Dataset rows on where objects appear
◇ ◇ ◇ ◇ ◇

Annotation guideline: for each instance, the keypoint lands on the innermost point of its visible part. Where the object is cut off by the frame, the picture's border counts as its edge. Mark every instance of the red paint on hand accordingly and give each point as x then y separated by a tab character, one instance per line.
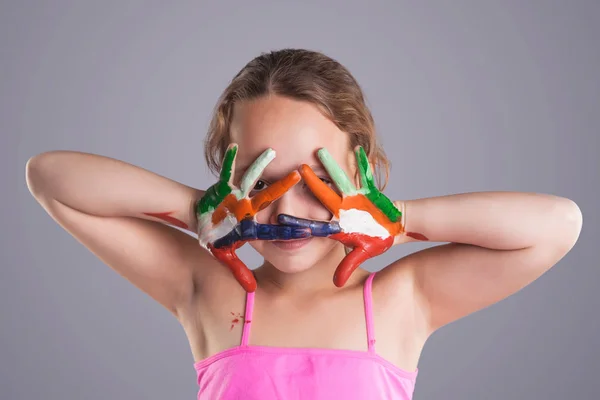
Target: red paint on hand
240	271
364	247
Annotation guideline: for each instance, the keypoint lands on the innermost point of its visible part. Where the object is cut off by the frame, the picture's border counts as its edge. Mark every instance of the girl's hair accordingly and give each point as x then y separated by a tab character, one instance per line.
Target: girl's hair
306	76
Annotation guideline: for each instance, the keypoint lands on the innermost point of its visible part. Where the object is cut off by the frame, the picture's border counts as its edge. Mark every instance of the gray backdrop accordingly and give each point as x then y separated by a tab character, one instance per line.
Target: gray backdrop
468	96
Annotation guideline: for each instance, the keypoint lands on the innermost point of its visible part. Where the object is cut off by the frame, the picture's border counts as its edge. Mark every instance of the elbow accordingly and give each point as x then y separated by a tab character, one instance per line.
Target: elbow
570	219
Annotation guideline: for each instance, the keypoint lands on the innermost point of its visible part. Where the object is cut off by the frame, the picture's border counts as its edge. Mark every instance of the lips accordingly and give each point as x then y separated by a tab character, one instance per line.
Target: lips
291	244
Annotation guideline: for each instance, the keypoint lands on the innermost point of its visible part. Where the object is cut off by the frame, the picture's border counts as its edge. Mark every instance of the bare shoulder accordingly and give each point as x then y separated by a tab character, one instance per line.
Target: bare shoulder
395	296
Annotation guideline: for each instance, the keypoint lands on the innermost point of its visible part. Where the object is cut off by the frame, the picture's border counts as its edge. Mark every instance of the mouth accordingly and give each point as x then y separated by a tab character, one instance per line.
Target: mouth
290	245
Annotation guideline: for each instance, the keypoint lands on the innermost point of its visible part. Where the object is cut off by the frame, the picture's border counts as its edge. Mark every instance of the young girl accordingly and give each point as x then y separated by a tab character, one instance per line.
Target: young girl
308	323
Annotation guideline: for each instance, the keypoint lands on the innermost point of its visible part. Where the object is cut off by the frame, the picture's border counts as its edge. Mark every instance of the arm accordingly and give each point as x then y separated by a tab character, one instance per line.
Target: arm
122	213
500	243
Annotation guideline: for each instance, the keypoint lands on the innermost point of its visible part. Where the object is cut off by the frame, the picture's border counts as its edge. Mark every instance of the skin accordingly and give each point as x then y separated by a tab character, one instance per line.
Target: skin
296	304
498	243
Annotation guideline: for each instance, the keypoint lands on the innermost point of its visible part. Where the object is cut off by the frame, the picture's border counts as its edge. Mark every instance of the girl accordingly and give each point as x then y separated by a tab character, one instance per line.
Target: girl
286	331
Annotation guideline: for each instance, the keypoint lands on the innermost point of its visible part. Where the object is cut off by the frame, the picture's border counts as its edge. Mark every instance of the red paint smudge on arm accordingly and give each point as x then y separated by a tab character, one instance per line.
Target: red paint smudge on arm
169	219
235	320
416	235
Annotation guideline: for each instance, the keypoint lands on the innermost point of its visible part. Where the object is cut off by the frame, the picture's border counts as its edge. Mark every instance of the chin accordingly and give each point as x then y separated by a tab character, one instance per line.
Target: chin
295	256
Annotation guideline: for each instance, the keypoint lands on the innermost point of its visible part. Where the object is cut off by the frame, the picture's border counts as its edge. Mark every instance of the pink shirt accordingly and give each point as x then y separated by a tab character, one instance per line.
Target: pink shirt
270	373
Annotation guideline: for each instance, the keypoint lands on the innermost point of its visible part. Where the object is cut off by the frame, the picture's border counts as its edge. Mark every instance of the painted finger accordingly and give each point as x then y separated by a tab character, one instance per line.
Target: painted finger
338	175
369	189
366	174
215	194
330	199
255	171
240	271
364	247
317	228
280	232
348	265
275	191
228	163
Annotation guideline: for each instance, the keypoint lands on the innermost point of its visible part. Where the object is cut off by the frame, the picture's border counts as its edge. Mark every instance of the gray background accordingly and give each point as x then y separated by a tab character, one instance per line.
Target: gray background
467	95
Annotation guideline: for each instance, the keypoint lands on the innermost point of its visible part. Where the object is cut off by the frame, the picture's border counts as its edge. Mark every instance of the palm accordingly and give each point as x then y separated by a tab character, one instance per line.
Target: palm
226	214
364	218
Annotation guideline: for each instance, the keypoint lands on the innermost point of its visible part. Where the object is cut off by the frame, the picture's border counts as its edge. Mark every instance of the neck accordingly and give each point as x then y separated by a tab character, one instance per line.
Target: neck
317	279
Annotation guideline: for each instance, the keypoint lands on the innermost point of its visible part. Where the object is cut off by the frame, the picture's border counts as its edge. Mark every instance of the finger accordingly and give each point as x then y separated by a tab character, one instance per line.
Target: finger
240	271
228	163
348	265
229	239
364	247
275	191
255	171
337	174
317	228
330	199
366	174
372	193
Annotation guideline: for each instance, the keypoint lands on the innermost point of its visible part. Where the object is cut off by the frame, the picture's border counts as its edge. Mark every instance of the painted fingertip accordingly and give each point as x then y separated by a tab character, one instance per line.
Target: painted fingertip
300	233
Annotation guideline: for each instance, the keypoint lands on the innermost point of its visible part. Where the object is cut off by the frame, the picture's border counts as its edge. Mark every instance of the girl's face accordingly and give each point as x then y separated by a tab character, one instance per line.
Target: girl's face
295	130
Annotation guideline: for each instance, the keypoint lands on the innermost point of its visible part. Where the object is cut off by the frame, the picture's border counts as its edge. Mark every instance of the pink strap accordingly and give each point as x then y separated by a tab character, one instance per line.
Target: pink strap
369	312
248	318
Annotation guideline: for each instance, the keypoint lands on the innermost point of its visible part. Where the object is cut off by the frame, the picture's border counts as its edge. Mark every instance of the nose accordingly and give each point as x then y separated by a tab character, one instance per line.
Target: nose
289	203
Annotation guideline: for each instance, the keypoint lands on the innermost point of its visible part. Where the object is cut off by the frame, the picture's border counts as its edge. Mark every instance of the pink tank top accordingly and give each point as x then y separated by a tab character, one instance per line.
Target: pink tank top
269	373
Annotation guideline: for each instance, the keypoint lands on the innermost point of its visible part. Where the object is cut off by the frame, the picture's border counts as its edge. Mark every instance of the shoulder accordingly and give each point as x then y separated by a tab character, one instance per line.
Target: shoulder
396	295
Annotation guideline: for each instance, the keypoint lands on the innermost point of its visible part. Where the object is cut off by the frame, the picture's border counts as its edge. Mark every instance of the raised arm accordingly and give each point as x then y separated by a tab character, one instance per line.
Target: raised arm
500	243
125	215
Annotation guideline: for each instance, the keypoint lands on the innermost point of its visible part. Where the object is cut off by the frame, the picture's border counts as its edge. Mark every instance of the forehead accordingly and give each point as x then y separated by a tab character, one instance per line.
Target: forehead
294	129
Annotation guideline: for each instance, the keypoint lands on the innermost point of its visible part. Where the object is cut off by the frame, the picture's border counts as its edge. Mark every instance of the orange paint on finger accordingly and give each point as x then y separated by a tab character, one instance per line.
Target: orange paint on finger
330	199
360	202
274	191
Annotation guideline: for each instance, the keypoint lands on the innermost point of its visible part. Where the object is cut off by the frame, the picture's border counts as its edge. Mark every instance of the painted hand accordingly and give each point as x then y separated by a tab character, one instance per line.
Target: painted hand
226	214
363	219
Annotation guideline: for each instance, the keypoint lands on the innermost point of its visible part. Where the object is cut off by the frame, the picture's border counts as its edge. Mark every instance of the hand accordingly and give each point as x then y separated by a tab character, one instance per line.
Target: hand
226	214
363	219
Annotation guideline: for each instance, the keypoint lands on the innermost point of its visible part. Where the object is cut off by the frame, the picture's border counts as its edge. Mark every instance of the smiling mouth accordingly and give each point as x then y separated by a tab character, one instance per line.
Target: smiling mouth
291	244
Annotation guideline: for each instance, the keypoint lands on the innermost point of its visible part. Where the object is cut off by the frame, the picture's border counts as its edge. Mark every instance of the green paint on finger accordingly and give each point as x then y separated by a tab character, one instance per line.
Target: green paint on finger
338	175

◇ ◇ ◇ ◇ ◇

### [AIM OF THE EXERCISE]
The line containing "of the green" and every line after it, through the end of the records, should be repeated exactly and alone.

### [EXERCISE SOLUTION]
Annotation guideline: for each instance, the keypoint lands on the innermost point of its visible part. Where the object is cut off by the frame, the picture's border counts as its edge. Mark every instance of the green paint on finger accordingly and give each point as x then y separated by a tab character, one instance per line.
Target: green paint on finger
338	175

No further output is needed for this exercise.